Reproduce the part of the records that opens with the line containing "the boy's hand" and runs through the end of the records, replacing every "Marked at" with "Points placed at" and leaving everything else unchanged.

====== Given data ======

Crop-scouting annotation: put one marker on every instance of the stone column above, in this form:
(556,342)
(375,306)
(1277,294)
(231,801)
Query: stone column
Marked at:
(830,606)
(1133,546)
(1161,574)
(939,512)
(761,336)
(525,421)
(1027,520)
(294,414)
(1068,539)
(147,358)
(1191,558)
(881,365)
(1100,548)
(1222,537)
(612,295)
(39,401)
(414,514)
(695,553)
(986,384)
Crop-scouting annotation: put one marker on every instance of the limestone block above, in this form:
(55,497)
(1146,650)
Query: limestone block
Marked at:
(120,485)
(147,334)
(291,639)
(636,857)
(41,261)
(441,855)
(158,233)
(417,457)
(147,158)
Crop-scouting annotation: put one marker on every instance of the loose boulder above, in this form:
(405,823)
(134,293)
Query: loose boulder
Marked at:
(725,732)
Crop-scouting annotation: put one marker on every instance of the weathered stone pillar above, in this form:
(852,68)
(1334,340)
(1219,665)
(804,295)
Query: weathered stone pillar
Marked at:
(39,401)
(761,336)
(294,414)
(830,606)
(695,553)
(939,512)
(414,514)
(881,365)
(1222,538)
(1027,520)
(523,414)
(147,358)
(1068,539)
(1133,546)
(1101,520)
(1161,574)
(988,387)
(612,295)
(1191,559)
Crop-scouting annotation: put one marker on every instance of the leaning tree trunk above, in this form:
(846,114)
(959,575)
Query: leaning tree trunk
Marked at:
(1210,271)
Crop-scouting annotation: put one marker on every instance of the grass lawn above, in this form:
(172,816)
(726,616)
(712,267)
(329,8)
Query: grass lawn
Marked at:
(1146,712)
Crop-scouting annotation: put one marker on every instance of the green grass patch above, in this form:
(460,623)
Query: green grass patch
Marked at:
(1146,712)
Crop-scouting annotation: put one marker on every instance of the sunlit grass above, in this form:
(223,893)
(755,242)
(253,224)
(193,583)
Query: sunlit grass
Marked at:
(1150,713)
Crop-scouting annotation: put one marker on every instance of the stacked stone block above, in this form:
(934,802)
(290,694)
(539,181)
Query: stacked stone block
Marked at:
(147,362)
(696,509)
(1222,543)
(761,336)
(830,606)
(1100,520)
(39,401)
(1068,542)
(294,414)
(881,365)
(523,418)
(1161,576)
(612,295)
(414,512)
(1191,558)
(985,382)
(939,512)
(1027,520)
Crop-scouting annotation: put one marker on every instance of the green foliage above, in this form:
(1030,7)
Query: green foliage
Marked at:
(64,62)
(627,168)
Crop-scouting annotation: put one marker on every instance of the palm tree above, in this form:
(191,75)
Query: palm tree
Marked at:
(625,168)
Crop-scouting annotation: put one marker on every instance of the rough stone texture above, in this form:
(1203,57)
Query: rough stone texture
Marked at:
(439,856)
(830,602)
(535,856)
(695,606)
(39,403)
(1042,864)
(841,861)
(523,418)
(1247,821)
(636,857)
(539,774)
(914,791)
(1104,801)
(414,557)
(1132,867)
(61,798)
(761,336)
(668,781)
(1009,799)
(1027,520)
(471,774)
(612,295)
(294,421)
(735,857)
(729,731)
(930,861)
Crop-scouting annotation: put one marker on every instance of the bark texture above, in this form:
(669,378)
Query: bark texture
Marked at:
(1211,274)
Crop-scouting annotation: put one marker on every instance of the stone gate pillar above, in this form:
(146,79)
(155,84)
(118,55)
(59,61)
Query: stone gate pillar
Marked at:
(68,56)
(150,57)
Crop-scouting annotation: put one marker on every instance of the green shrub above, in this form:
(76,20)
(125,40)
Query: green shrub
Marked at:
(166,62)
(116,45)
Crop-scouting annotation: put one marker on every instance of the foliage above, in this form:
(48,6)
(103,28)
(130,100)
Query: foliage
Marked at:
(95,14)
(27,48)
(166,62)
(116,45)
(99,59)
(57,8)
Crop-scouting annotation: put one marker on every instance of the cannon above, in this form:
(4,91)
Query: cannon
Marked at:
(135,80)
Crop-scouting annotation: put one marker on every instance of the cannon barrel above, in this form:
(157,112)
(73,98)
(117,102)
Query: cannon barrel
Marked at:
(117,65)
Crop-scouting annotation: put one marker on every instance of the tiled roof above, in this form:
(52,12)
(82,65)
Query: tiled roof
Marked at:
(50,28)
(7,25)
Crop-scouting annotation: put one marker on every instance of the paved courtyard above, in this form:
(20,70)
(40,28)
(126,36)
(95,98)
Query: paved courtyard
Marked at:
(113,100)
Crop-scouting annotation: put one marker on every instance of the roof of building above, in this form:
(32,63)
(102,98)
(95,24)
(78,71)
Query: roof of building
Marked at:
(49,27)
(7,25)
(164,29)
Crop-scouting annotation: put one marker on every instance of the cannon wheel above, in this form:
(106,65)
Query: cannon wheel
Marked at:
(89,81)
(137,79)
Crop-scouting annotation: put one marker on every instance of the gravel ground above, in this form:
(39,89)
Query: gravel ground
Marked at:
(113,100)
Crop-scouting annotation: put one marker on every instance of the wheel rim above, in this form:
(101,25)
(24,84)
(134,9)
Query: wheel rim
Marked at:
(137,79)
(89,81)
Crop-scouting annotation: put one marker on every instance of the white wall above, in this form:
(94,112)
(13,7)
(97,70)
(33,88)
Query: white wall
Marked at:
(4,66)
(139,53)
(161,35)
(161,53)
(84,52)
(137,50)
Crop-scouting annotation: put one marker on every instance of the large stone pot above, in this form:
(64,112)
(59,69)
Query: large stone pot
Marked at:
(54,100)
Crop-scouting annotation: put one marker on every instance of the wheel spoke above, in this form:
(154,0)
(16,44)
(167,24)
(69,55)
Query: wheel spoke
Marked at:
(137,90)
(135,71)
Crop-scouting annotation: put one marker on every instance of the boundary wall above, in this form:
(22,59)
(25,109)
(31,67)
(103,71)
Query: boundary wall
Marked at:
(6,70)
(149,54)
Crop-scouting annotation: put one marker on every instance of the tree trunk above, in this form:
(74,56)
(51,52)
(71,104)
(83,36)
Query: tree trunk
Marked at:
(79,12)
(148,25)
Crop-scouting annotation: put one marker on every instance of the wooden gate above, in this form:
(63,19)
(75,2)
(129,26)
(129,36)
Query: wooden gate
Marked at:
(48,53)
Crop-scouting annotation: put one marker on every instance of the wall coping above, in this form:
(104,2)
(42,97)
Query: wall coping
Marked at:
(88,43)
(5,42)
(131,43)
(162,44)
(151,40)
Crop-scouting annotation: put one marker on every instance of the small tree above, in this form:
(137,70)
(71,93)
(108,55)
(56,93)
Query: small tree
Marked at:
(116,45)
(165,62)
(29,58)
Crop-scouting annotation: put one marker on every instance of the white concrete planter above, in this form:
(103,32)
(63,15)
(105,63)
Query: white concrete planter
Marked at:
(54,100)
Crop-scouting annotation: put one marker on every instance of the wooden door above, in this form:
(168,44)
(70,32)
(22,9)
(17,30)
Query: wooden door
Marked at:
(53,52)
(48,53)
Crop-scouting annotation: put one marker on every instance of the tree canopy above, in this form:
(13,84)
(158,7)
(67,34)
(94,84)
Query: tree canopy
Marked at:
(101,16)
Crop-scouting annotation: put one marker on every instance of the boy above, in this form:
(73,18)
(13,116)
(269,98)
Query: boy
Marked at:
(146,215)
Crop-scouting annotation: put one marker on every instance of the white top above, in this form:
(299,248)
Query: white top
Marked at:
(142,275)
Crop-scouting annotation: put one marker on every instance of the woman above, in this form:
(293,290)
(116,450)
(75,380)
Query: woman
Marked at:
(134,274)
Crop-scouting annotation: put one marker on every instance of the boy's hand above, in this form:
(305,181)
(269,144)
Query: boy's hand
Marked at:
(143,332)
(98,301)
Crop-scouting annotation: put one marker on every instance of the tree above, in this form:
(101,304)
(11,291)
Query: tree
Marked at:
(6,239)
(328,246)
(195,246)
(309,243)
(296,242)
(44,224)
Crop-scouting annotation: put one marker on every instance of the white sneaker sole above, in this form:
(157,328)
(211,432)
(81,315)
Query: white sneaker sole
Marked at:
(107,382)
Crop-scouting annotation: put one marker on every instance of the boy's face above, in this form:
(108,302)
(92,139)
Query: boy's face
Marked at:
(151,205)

======

_Task response_
Crop-scouting annotation: put one marker on every instance of the boy's hand above, in this form:
(305,181)
(269,144)
Query: boy's hand
Points placed at:
(143,332)
(98,301)
Crop-scouting annotation: put one marker on every instance of the tree above, in this form:
(101,304)
(11,291)
Query: tree
Points placed at:
(6,239)
(328,246)
(195,246)
(309,243)
(296,242)
(44,224)
Crop-scouting annotation: put one marker on every instance of the white sneaker sole above, in this form:
(157,328)
(211,432)
(81,315)
Query: white sneaker sole
Points placed at:
(107,382)
Crop-scouting annotation: put one marker on every instance of the boy's face above, in this form:
(108,302)
(92,139)
Query: boy's face
Points placed at:
(151,205)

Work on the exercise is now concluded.